(Input data)

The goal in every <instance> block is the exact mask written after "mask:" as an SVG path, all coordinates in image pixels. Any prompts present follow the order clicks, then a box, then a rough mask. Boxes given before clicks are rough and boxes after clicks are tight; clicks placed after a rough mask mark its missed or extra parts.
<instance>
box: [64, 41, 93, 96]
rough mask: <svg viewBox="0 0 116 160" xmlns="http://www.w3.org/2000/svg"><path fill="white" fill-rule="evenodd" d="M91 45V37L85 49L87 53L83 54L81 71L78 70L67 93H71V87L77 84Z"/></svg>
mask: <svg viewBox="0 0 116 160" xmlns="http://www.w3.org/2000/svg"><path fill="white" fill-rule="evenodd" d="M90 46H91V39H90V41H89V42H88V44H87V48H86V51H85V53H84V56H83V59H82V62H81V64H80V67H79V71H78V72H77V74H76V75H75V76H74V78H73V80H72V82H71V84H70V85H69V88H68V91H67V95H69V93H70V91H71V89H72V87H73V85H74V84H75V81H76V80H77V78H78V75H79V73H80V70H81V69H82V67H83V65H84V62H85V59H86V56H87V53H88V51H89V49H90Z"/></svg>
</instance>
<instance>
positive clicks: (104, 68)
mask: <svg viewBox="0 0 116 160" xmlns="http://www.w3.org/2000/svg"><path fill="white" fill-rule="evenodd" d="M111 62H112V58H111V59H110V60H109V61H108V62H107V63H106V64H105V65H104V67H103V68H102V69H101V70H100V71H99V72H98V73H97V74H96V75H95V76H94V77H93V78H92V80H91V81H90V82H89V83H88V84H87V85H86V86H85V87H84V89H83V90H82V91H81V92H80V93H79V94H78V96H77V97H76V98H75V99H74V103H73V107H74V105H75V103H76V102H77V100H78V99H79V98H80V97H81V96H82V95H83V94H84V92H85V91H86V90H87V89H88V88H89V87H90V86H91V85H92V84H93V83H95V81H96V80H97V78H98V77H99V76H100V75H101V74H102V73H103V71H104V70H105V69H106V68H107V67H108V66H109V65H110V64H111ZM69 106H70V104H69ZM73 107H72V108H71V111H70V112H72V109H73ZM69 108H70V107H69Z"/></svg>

(Problem description)
Set down the whole listing exactly.

(Result for this task)
The goal in every <instance> block is the exact mask written after "mask:" as an SVG path, all coordinates in image pixels. Any prompts present follow the order clicks, then a box, then a rough mask. Boxes given before clicks are rough and boxes after clicks are tight; clicks placed after a rough mask mark its missed or extra parts.
<instance>
box: [64, 41, 93, 96]
rough mask: <svg viewBox="0 0 116 160" xmlns="http://www.w3.org/2000/svg"><path fill="white" fill-rule="evenodd" d="M91 45V37L85 49L87 53L83 54L81 71L78 70L67 93H71V87L77 84Z"/></svg>
mask: <svg viewBox="0 0 116 160" xmlns="http://www.w3.org/2000/svg"><path fill="white" fill-rule="evenodd" d="M90 46H91V39H90V41H89V42H88V44H87V48H86V51H85V53H84V56H83V59H82V62H81V64H80V67H79V71H78V72H77V74H76V75H75V76H74V78H73V80H72V82H71V84H70V85H69V88H68V91H67V95H69V93H70V91H71V89H72V87H73V85H74V84H75V81H76V80H77V78H78V75H79V73H80V70H81V69H82V67H83V65H84V62H85V59H86V56H87V53H88V51H89V49H90Z"/></svg>
</instance>
<instance>
positive clicks: (104, 68)
mask: <svg viewBox="0 0 116 160" xmlns="http://www.w3.org/2000/svg"><path fill="white" fill-rule="evenodd" d="M111 62H112V58H111V59H110V60H109V61H108V62H107V63H106V64H105V65H104V67H103V68H102V69H101V70H100V71H99V72H98V73H97V74H96V75H95V76H94V77H93V78H92V80H91V81H90V82H89V83H88V84H87V85H86V86H85V87H84V89H83V90H82V91H81V92H80V93H79V94H78V96H77V97H76V98H75V99H74V103H73V107H74V105H75V103H76V102H77V100H78V99H79V98H80V97H81V96H82V95H83V94H84V92H85V91H86V90H87V89H88V88H89V87H90V86H91V85H92V84H93V83H95V81H96V80H97V78H98V77H99V76H100V75H101V74H102V73H103V71H104V70H105V69H106V68H107V67H108V66H109V65H110V64H111ZM69 106H70V104H69ZM73 107H72V108H71V111H70V112H72V109H73ZM69 108H70V107H69Z"/></svg>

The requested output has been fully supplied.